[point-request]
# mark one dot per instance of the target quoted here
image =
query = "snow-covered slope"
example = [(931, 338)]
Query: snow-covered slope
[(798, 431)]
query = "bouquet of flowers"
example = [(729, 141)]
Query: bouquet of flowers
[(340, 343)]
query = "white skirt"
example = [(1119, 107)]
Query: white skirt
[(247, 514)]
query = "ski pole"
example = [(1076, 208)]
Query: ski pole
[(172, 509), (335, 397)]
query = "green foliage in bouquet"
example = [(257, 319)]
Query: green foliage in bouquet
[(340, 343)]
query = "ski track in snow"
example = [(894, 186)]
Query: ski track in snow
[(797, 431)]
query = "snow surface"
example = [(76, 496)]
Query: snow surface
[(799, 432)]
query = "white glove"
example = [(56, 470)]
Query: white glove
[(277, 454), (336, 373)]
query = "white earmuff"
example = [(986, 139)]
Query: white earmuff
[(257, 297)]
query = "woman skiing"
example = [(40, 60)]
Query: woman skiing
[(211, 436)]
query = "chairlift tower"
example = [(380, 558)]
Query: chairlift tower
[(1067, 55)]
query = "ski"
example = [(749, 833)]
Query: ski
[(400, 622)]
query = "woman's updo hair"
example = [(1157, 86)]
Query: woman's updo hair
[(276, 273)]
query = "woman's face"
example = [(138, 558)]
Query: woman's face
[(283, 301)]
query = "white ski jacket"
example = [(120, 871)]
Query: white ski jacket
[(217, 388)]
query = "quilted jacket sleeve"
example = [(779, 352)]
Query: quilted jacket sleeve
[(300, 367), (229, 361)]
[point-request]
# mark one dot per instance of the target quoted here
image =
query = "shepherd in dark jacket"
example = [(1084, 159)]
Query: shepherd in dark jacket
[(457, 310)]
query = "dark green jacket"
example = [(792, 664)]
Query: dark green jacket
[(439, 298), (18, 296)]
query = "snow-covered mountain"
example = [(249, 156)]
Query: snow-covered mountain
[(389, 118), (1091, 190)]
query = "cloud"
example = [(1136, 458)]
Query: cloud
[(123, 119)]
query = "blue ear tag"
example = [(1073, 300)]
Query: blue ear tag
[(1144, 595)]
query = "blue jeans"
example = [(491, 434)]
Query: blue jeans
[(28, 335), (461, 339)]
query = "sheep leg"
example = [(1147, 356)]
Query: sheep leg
■ ■ ■ ■
# The request
Reproduce all of the rows above line for line, without changing a single character.

# Completed task
[point-request]
# mark one dot per instance of the target quoted here
image =
query = "snow-covered slope"
example = [(931, 338)]
Query: snow-covered slope
[(798, 431)]
query = "bouquet of flowers"
example = [(729, 141)]
Query: bouquet of flowers
[(340, 343)]
query = "white skirt"
example = [(1119, 107)]
Query: white skirt
[(247, 514)]
query = "ski pole"
example = [(1076, 208)]
Query: ski pole
[(172, 509), (335, 397)]
query = "green foliage in bouquet"
example = [(257, 319)]
Query: green foliage in bouquet
[(340, 343)]
query = "ski track in snow"
example = [(894, 186)]
Query: ski track in snow
[(797, 431)]
query = "snow surface"
example = [(76, 496)]
Query: snow surface
[(799, 432)]
query = "white glove"
example = [(56, 470)]
Query: white glove
[(277, 454), (336, 373)]
query = "white earmuff"
example = [(986, 139)]
Query: white earmuff
[(257, 297)]
query = "woman skiing"
example = [(40, 60)]
Query: woman skiing
[(211, 436)]
query = "chairlift tower"
example = [(380, 558)]
Query: chairlift tower
[(1067, 55)]
query = "ski"
example = [(749, 833)]
Query: ski
[(400, 622)]
query = "woman's updo hair"
example = [(1157, 86)]
Query: woman's updo hair
[(276, 273)]
query = "woman's face"
example = [(138, 558)]
Query: woman's face
[(283, 301)]
query = "white ski jacket"
example = [(120, 871)]
Query: white ski jacket
[(217, 388)]
query = "quilted jacket sleeve"
example = [(779, 352)]
Query: quilted jacket sleeve
[(300, 367), (229, 361)]
[point-request]
# mark one dot per instance of the target quoted here
image =
query = "shepherd in dark jacket"
example = [(1084, 159)]
Query: shepherd in dark jacket
[(457, 310)]
query = "dark green jacket"
example = [(792, 664)]
Query: dark green jacket
[(439, 298), (18, 296)]
query = "snow-covered mountain"
example = [(249, 156)]
Query: snow-covered mountain
[(389, 118), (1091, 190)]
query = "cloud"
example = [(1136, 458)]
Query: cloud
[(123, 119)]
query = "blue ear tag"
example = [(1073, 300)]
Query: blue ear tag
[(1144, 595)]
query = "blue jeans"
example = [(491, 434)]
Query: blue jeans
[(28, 335), (461, 339)]
query = "sheep leg"
example = [(1147, 356)]
Query: sheep leg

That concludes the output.